Texto dado -
DE SONHOS E HECATOMBES

HECATOMBE

 

Hoje visitei outra realidade em sonhos. Sonhei com um mundo onde se acabara, devido a uma misteriosa catástrofe, que ficou envolta em brumas em meus devaneios, ovos nem bacon.

Havia galinhas e porcos depois da catástrofe. Eu os vi mirrados e definhando, esqueletos em penas e gorduras. Escaras marcavam suas costas com a coluna vertebral explicitamente saltando da pele.

Mas porque não havia bacon nem ovos?

Creio que havia uma explicação real tão pavorosa que meu consciente a censurou quando abri os olhos aliviados por estar nessa quase trágica, mas não catastrófica realidade.

E creio que o inconsciente a censurou por um único motivo.

Era real a catástrofe.

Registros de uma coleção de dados
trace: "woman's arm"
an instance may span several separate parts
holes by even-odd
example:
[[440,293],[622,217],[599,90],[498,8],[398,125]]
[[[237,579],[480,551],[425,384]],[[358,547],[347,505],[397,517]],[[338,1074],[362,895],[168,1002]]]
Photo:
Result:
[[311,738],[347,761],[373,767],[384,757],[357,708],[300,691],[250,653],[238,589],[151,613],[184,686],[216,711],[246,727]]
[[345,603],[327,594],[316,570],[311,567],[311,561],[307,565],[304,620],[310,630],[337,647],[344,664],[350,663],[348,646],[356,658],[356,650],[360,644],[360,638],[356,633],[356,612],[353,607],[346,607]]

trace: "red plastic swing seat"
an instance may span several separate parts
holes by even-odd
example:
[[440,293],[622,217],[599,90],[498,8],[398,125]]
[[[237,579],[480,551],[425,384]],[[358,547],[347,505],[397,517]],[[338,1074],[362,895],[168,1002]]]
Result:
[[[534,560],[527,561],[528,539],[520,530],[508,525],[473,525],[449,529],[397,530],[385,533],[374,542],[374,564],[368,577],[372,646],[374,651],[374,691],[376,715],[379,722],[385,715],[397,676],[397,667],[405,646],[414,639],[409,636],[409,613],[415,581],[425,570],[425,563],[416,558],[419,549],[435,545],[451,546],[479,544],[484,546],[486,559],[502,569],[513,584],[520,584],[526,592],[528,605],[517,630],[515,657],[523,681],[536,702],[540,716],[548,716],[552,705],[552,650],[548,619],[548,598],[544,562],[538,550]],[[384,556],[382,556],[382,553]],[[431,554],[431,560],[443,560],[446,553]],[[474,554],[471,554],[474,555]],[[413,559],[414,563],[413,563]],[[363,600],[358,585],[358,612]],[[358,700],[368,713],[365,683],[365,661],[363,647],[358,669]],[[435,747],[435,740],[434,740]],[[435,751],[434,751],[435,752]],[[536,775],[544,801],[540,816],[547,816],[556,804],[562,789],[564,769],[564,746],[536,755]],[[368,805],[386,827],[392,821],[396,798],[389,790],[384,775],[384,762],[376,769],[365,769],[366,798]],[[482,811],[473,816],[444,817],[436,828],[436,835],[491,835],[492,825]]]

O que fazer -
**a)** No texto sobre o sonho, o que marcava as costas das galinhas e dos porcos?
**b)** Reescreva de forma mais curta o parágrafo do texto sobre o sonho que começa com "Havia galinhas e porcos", mantendo os fatos principais.
**c)** No texto sobre o sonho, troque "devaneios" por "pensamentos" no trecho que começa em "Hoje visitei outra" e segue até "ovos nem bacon.".
As linhas são um material à parte, sem relação com o texto.

Respostas -
**a)** Escaras.

**b)** Depois da catástrofe ainda havia galinhas e porcos, mas estavam magros e definhando, com escaras nas costas e a coluna saltando da pele.

**c)**
Hoje visitei outra realidade em sonhos. Sonhei com um mundo onde se acabara, devido a uma misteriosa catástrofe, que ficou envolta em brumas em meus pensamentos, ovos nem bacon.